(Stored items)
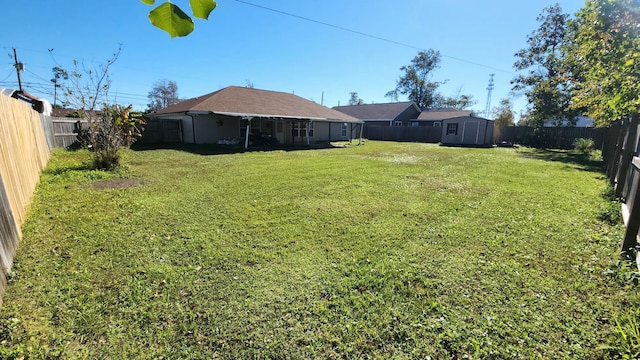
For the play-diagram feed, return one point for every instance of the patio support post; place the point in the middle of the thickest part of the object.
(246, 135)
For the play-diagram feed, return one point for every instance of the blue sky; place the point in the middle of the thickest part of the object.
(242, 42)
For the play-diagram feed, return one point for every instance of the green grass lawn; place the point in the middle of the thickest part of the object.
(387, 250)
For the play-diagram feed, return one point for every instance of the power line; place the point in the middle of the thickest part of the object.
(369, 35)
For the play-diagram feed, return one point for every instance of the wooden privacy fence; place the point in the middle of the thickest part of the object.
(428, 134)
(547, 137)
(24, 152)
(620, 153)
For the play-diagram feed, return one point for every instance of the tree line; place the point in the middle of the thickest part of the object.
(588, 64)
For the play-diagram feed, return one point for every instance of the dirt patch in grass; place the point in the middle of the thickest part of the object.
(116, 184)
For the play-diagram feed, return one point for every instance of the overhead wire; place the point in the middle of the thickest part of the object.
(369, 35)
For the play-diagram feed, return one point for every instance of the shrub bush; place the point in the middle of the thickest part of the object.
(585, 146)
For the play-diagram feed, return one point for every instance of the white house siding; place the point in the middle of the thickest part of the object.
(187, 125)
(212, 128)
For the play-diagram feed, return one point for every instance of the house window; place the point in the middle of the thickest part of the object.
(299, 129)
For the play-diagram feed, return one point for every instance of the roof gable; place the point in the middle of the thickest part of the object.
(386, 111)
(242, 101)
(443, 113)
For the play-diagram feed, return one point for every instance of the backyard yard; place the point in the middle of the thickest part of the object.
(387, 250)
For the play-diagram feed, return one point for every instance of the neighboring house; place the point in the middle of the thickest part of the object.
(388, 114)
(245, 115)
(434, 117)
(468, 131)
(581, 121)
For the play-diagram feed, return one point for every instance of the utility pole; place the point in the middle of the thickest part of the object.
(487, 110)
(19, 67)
---
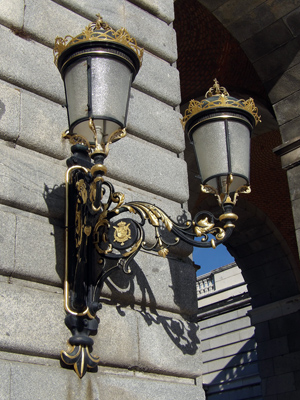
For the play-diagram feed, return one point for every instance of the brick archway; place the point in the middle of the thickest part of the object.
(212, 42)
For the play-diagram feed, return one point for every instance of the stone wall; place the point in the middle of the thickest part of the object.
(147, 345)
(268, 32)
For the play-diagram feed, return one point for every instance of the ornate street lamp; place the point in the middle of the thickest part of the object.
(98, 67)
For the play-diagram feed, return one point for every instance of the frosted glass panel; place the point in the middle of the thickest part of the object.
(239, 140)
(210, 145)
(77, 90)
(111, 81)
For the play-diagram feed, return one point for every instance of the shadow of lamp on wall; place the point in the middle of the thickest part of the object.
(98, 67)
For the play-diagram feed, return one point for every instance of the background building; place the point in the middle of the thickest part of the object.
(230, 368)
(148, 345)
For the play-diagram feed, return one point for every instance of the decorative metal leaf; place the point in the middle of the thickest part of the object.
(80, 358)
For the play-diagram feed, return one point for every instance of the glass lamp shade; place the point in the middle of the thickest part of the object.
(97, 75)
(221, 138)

Set problem - Count the rows above that contain the word "wall", treating case as significant, and reply with only that number.

Response below - 2